### Items from a dataset
=-=-=-=-=

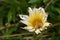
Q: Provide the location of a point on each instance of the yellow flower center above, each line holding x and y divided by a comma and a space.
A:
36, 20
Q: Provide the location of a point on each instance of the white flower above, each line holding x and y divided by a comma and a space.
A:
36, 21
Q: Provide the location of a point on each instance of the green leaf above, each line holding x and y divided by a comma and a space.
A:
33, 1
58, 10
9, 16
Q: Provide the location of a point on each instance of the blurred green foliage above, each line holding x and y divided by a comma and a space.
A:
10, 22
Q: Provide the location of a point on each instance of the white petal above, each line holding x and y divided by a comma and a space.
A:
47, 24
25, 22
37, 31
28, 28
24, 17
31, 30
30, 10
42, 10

=-=-=-=-=

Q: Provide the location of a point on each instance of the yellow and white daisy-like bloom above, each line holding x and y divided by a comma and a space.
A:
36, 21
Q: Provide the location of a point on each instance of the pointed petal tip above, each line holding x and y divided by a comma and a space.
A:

=-=-=-=-=

### DIRECTIONS
Locate every line in the records above that contains the word "petal", and copy each of those lines.

### FULL ANSWER
Q: Provide the location of a point on each instance of the white petal above, each line holding x and y divided by a comma and a space.
Q: Provide the location of a point on each instance of the pointed petal tip above, each line holding x and y divided by a comma and a space.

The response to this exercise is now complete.